**FRAGMENTO CITADO**
##############################
Cuando la aerobiología surgió como campo de estudio generó un gran entusiasmo, pero al cabo de unos años se tambaleó. En la Segunda Guerra Mundial, Estados Unidos y otros países reclutaron a aerobiólogos para fabricar armas biológicas.
Y cuando la guerra terminó, los aerobiólogos siguieron cultivando patógenos para arrasar ciudades y matar de hambre a las naciones. Un velo de secretismo cayó sobre gran parte de la aerobiología. Incluso hoy, la ciencia no está totalmente libre de él.
En aquellos años de posguerra, algunos aerobiólogos intentaron persuadir a los funcionarios de salud pública para que tomaran en serio la amenaza de las infecciones transmitidas por el aire.
En gran medida, fracasaron. Los expertos en enfermedades infecciosas que lideraron la lucha contra los brotes y se prepararon para la aparición de nuevas enfermedades en su mayoría ignoraron a los aerobiólogos, incluso cuando eso significaba aceptar algunos errores básicos sobre la física del aire.
##############################
**EXTRACTOS DE DATOS**
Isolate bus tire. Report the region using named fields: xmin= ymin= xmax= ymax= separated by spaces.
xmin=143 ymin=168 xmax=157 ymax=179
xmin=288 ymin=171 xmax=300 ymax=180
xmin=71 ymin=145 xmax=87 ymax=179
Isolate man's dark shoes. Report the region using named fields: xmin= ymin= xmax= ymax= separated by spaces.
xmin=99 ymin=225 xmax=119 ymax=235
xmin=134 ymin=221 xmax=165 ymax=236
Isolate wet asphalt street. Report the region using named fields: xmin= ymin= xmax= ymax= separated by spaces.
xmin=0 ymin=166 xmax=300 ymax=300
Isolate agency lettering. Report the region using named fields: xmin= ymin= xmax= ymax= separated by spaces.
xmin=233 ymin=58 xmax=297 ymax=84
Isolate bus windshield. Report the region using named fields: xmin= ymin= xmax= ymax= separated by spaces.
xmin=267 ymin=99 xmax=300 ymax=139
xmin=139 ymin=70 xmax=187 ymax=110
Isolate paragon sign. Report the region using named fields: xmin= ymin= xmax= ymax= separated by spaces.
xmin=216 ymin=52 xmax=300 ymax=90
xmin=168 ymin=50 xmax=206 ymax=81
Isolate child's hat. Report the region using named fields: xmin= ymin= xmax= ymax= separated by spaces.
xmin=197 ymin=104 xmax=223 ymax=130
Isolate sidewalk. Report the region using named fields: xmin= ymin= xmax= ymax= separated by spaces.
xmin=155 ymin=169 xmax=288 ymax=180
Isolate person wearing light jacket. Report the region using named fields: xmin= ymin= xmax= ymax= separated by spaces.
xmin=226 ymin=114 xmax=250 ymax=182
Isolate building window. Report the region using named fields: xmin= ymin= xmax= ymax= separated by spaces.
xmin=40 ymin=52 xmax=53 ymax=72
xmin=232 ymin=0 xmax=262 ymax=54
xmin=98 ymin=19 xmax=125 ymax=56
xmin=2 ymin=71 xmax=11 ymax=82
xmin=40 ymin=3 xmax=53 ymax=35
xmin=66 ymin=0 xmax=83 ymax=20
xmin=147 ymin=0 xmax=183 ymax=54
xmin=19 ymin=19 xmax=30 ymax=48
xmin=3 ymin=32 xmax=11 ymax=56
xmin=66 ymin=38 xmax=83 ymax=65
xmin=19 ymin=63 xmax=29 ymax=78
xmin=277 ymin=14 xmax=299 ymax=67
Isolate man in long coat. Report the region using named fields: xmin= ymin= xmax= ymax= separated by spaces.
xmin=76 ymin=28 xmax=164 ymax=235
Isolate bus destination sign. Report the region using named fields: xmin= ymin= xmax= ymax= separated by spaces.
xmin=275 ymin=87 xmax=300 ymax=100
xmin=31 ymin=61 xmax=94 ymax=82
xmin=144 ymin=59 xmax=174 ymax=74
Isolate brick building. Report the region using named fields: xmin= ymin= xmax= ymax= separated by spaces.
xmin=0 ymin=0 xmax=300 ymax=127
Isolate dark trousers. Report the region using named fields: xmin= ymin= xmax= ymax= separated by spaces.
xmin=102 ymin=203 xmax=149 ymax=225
##############################
**CONSIGNA 1**
Según el fragmento citado, ¿con qué fin reclutaron Estados Unidos y otros países a aerobiólogos durante la Segunda Guerra Mundial?
**CONSIGNA 2**
Indique si cada afirmación coincide con el fragmento citado y cite las palabras que lo deciden: (a) Al terminar la guerra, los aerobiólogos dejaron de cultivar patógenos. (b) Hoy la aerobiología está totalmente libre del secretismo. (c) Los expertos en enfermedades infecciosas en su mayoría ignoraron a los aerobiólogos.
**CONSIGNA 3**
Enumere todos los verbos conjugados del fragmento citado cuyo sujeto es «Los expertos en enfermedades infecciosas».

**RESPUESTA 1**
Los reclutaron para fabricar armas biológicas.

**RESPUESTA 2**
(a) No: «los aerobiólogos siguieron cultivando patógenos para arrasar ciudades y matar de hambre a las naciones».
(b) No: «Incluso hoy, la ciencia no está totalmente libre de él».
(c) Sí: «en su mayoría ignoraron a los aerobiólogos».

**RESPUESTA 3**
- lideraron
- se prepararon
- ignoraron